* [Referring expression pointing data]:
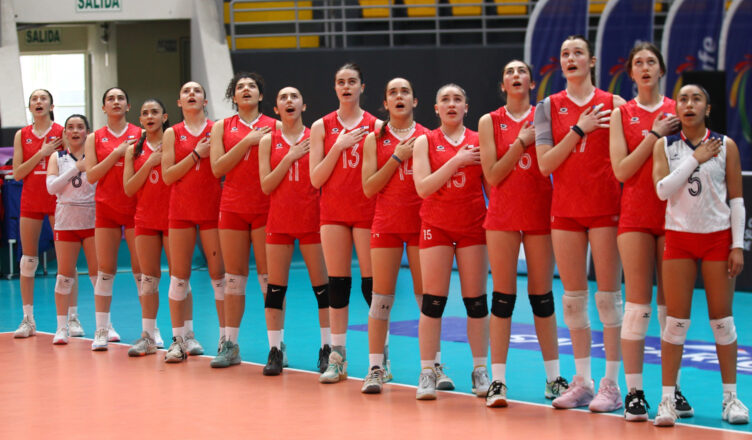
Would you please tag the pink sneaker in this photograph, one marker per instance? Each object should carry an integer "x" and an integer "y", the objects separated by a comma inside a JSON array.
[
  {"x": 608, "y": 398},
  {"x": 578, "y": 394}
]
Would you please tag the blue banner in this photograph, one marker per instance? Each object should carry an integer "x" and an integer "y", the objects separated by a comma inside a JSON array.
[
  {"x": 550, "y": 23},
  {"x": 690, "y": 39},
  {"x": 623, "y": 24},
  {"x": 736, "y": 60}
]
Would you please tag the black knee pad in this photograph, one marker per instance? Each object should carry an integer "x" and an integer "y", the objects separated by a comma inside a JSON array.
[
  {"x": 543, "y": 305},
  {"x": 275, "y": 296},
  {"x": 433, "y": 306},
  {"x": 322, "y": 295},
  {"x": 366, "y": 286},
  {"x": 339, "y": 292},
  {"x": 476, "y": 307},
  {"x": 502, "y": 304}
]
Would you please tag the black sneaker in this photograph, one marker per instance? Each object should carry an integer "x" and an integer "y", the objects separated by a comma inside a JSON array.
[
  {"x": 682, "y": 406},
  {"x": 324, "y": 353},
  {"x": 273, "y": 366},
  {"x": 635, "y": 406}
]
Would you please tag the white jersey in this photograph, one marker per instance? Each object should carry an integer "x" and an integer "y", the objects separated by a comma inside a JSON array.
[
  {"x": 700, "y": 205},
  {"x": 75, "y": 208}
]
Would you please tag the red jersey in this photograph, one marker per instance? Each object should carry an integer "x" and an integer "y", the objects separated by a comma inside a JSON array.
[
  {"x": 640, "y": 206},
  {"x": 110, "y": 187},
  {"x": 195, "y": 197},
  {"x": 294, "y": 207},
  {"x": 342, "y": 197},
  {"x": 397, "y": 204},
  {"x": 34, "y": 195},
  {"x": 522, "y": 201},
  {"x": 153, "y": 199},
  {"x": 584, "y": 184},
  {"x": 459, "y": 203},
  {"x": 242, "y": 189}
]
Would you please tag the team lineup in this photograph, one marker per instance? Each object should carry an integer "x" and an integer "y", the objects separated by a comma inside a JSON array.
[{"x": 644, "y": 184}]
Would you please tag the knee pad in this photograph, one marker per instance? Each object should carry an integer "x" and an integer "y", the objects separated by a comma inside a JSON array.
[
  {"x": 433, "y": 306},
  {"x": 542, "y": 305},
  {"x": 28, "y": 266},
  {"x": 610, "y": 308},
  {"x": 575, "y": 309},
  {"x": 104, "y": 284},
  {"x": 64, "y": 285},
  {"x": 502, "y": 304},
  {"x": 724, "y": 330},
  {"x": 381, "y": 306},
  {"x": 366, "y": 286},
  {"x": 636, "y": 321},
  {"x": 149, "y": 285},
  {"x": 339, "y": 292},
  {"x": 676, "y": 330},
  {"x": 322, "y": 295},
  {"x": 235, "y": 284},
  {"x": 178, "y": 289},
  {"x": 275, "y": 296}
]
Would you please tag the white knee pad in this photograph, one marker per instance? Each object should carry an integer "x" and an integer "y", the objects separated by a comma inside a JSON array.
[
  {"x": 676, "y": 330},
  {"x": 178, "y": 289},
  {"x": 235, "y": 284},
  {"x": 381, "y": 306},
  {"x": 28, "y": 266},
  {"x": 104, "y": 284},
  {"x": 610, "y": 308},
  {"x": 64, "y": 285},
  {"x": 724, "y": 330},
  {"x": 575, "y": 309},
  {"x": 149, "y": 285},
  {"x": 636, "y": 321}
]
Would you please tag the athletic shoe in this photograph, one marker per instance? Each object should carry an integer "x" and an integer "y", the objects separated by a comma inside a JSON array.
[
  {"x": 666, "y": 415},
  {"x": 27, "y": 328},
  {"x": 734, "y": 410},
  {"x": 426, "y": 385},
  {"x": 323, "y": 362},
  {"x": 681, "y": 405},
  {"x": 177, "y": 352},
  {"x": 373, "y": 381},
  {"x": 497, "y": 395},
  {"x": 274, "y": 363},
  {"x": 100, "y": 340},
  {"x": 556, "y": 388},
  {"x": 229, "y": 355},
  {"x": 336, "y": 370},
  {"x": 576, "y": 395},
  {"x": 61, "y": 336},
  {"x": 443, "y": 382},
  {"x": 192, "y": 346},
  {"x": 481, "y": 382},
  {"x": 145, "y": 345},
  {"x": 75, "y": 329},
  {"x": 608, "y": 398},
  {"x": 635, "y": 406}
]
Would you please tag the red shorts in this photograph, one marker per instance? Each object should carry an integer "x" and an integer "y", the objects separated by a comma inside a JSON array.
[
  {"x": 107, "y": 217},
  {"x": 387, "y": 240},
  {"x": 714, "y": 246},
  {"x": 303, "y": 238},
  {"x": 75, "y": 236},
  {"x": 582, "y": 224},
  {"x": 431, "y": 236},
  {"x": 241, "y": 222}
]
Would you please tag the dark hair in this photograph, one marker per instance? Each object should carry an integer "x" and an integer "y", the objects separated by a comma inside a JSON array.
[
  {"x": 230, "y": 92},
  {"x": 645, "y": 45},
  {"x": 127, "y": 100},
  {"x": 52, "y": 115},
  {"x": 139, "y": 148}
]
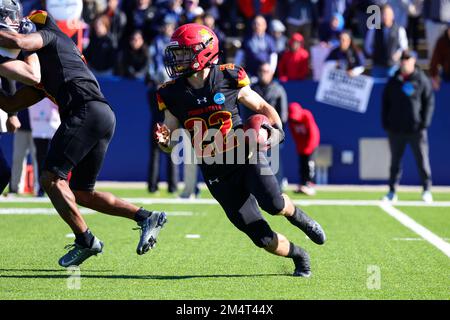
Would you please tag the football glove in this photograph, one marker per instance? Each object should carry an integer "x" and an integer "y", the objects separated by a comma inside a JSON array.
[
  {"x": 276, "y": 135},
  {"x": 26, "y": 26}
]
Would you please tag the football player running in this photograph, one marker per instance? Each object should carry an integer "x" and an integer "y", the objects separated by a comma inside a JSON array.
[
  {"x": 206, "y": 93},
  {"x": 80, "y": 143}
]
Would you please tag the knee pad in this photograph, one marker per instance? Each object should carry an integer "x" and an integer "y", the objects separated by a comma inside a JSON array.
[
  {"x": 260, "y": 233},
  {"x": 273, "y": 205}
]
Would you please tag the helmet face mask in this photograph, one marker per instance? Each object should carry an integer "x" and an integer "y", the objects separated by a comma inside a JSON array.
[{"x": 192, "y": 49}]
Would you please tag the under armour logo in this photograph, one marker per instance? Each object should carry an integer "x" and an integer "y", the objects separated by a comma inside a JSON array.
[
  {"x": 204, "y": 100},
  {"x": 212, "y": 181}
]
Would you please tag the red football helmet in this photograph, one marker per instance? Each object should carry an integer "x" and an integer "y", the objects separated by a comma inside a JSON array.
[{"x": 192, "y": 48}]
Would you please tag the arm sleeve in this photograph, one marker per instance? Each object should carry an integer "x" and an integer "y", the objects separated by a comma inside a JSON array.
[
  {"x": 161, "y": 104},
  {"x": 47, "y": 36},
  {"x": 385, "y": 108},
  {"x": 427, "y": 103},
  {"x": 237, "y": 74}
]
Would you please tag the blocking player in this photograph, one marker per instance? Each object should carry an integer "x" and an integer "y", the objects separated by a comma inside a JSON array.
[
  {"x": 205, "y": 92},
  {"x": 80, "y": 143}
]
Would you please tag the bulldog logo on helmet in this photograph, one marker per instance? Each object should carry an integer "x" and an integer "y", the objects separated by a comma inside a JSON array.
[{"x": 192, "y": 48}]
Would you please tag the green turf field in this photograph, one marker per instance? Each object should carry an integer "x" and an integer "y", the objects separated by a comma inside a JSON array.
[{"x": 369, "y": 255}]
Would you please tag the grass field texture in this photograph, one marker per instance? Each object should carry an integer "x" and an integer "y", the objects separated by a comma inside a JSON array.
[{"x": 200, "y": 255}]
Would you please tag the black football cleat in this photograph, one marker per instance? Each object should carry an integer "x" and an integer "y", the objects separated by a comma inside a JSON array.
[
  {"x": 302, "y": 266},
  {"x": 310, "y": 227}
]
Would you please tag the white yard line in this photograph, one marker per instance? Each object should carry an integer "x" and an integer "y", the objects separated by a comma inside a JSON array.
[{"x": 408, "y": 222}]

* [INSTRUCTIONS TO FOLLOW]:
An exact copy of the entries from the line containing "Would you please tag the grass" through the last line is the expected answer.

* [ANSWER SPACE]:
Would you please tag the grass field texture in this photograph, one marker per instance? Each object should carry an integer "x" and an integer "y", the objects separated by a comma inside a JSON array.
[{"x": 200, "y": 255}]
Would you please tag the black football cleat in this photograph, one marker per instance? Each object should carry an integer "x" and an integer "y", the objects separated by a comma inside a JSON array.
[
  {"x": 302, "y": 266},
  {"x": 310, "y": 227}
]
Would you please tag the white yard line in this photograph, one marker per instance? Each object should carry an integer "x" and an integer "y", the objects separated by a comma inside a JSON array.
[{"x": 408, "y": 222}]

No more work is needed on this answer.